● **Work instructions**
Search the data below for "Study"; list each line that holds it.

● **Available data**
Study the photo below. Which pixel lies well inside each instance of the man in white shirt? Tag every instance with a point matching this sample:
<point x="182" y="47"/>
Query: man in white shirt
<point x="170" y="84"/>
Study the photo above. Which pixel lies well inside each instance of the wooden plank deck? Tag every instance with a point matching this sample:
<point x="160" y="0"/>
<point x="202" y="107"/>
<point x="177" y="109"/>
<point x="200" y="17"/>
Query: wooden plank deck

● **Output of the exercise**
Study the photo below. Which pixel lies well inside each instance of the man in white shirt? Tag every instance with a point matching this sample:
Study the photo above. Which pixel lies well inside each instance of the wooden plank deck? Tag every instance with a point matching this sample:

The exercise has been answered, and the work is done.